_Problem set:_
A – From the nysOpenData package page, set down the passage word for word. Begin at the words "Type: Package" and stop after "Depends: R (≥ 4.1.0)".
B – Using the nysOpenData package page, mark each statement yes or no and quote the deciding words: (i) nys_any_dataset retrieves 10,000 rows by default; (ii) the package needs compilation; (iii) ggplot2 is among the packages the package imports.
C – Extend the nysOpenData package page past its last line, keeping the same documentation format.

_Source text:_
Type: Package
Title: Convenient Access to NYS Open Data API Endpoints
Version: 0.1.1
Description: Provides helper functions to access datasets from the NYS Open Data platform https://data.ny.gov/. Functions return results as tidy tibbles and support optional filtering, sorting, and row limits via the Socrata API.
License: MIT + file LICENSE
Encoding: UTF-8
RoxygenNote: 7.3.3
Imports: dplyr, tibble, stringr, jsonlite, httr, janitor, rlang
Suggests: curl, covr, knitr, testthat (≥ 3.0.0), vcr, withr, webmockr, ggplot2
URL: https://martinezc1.github.io/nysOpenData/, https://github.com/martinezc1/nysOpenData
BugReports: https://github.com/martinezc1/nysOpenData/issues
VignetteBuilder: knitr
Config/testthat/edition: 3
Depends: R (≥ 4.1.0)
NeedsCompilation: no
Packaged: 2026-03-27 19:19:58 UTC; christianmartinez
Author: Christian Martinez ORCID iD [aut, cre] (GitHub: martinezc1)
Maintainer: Christian Martinez <c.martinez0@outlook.com>
Repository: CRAN
Date/Publication: 2026-04-01 08:00:14 UTC

Load Any NYS Open Data Dataset

Description

Downloads any NYS Open Data dataset given its Socrata JSON endpoint.

Usage

nys_any_dataset(
  json_link,
  limit = 10000,
  timeout_sec = 30,
  clean_names = TRUE,
  coerce_types = TRUE
)

Arguments

json_link

A Socrata dataset JSON endpoint URL (e.g., "https://data.ny.gov/resource/28gk-bu58.json").

limit

Number of rows to retrieve (default = 10,000).

timeout_sec

Request timeout in seconds (default = 30).

_Records shown:_
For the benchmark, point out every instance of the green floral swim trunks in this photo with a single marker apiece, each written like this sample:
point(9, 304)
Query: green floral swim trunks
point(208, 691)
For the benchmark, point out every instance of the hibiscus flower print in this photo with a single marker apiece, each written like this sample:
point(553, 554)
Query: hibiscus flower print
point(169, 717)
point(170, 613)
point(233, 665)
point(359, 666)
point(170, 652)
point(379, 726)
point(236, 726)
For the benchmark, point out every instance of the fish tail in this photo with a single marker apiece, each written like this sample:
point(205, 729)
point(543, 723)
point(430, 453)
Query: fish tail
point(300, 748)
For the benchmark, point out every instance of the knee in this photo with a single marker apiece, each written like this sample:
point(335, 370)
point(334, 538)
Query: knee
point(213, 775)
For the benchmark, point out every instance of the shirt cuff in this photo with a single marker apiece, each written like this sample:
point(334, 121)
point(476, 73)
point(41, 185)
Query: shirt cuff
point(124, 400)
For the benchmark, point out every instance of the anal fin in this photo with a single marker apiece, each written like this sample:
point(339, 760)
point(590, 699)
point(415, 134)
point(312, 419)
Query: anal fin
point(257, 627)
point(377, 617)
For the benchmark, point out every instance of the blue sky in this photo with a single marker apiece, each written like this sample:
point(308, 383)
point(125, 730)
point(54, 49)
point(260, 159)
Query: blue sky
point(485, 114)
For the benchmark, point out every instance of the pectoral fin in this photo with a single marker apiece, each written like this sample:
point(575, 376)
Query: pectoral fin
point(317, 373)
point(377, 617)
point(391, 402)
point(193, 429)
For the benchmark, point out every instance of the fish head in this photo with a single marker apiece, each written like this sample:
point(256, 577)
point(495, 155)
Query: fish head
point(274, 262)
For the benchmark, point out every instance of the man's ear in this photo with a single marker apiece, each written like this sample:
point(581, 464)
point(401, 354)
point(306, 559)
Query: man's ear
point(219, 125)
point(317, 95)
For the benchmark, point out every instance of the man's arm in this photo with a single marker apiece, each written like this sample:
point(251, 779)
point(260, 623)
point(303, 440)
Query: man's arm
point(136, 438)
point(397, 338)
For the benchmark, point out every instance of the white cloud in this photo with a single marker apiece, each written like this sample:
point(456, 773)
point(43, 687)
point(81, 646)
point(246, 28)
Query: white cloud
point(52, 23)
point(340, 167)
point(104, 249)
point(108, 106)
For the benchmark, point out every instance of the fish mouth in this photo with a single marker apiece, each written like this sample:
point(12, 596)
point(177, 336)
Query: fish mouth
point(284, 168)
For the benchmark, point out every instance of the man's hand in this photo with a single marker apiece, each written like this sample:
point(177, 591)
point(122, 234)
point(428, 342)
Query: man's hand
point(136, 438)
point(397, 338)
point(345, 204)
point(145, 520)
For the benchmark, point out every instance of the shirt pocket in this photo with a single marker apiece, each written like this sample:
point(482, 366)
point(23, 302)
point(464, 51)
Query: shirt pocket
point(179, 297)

_Responses to the tasks:_
A –
Type: Package
Title: Convenient Access to NYS Open Data API Endpoints
Version: 0.1.1
Description: Provides helper functions to access datasets from the NYS Open Data platform https://data.ny.gov/. Functions return results as tidy tibbles and support optional filtering, sorting, and row limits via the Socrata API.
License: MIT + file LICENSE
Encoding: UTF-8
RoxygenNote: 7.3.3
Imports: dplyr, tibble, stringr, jsonlite, httr, janitor, rlang
Suggests: curl, covr, knitr, testthat (≥ 3.0.0), vcr, withr, webmockr, ggplot2
URL: https://martinezc1.github.io/nysOpenData/, https://github.com/martinezc1/nysOpenData
BugReports: https://github.com/martinezc1/nysOpenData/issues
VignetteBuilder: knitr
Config/testthat/edition: 3
Depends: R (≥ 4.1.0)

B –
(i) Yes: "Number of rows to retrieve (default = 10,000)."
(ii) No: "NeedsCompilation: no"
(iii) No: "Suggests: curl, covr, knitr, testthat (≥ 3.0.0), vcr, withr, webmockr, ggplot2"

C –
clean_names

Logical; if TRUE, convert column names to snake_case (default = TRUE).

coerce_types

Logical; if TRUE, attempt light type coercion (default = TRUE).

Value

A tibble containing the requested dataset.

Examples

# Examples that hit the live nys Open Data API are guarded so CRAN checks
# do not fail when the network is unavailable or slow.
if (interactive() && curl::has_internet()) {
  endpoint <- "https://data.ny.gov/resource/28gk-bu58.json"
  out <- try(nys_any_dataset(endpoint, limit = 3), silent = TRUE)
  if (!inherits(out, "try-error")) {
    head(out)
  }
}

List datasets available in nysOpenData

Description

Retrieves the current Open NY catalog and returns datasets available for use with 'nys_pull_dataset()'.

Usage

nys_list_datasets()

Details

Keys are generated from dataset titles using 'janitor::make_clean_names()'.

Value

A tibble of available datasets, including generated 'key', dataset 'uid', and dataset 'title'.

Examples

if (interactive() && curl::has_internet()) {
  nys_list_datasets()
}

Pull a NYS Open Data dataset from the NYS Open Data catalog

Description

Uses a dataset 'key' or 'uid' from 'nys_list_datasets()' to pull data from NYS Open Data.

Usage

nys_pull_dataset(
  dataset,
  limit = 10000,
  filters = list(),
  date = NULL,
  from = NULL,
  to = NULL,
  date_field = NULL,
  where = NULL,
  order = NULL,
  timeout_sec = 30,
  clean_names = TRUE,
  coerce_types = TRUE
)

Arguments

dataset

A dataset key or UID from 'nys_list_datasets()'.

limit

Number of rows to retrieve (default = 10,000).

filters

Optional named list of filters. Supports vectors (translated to IN()).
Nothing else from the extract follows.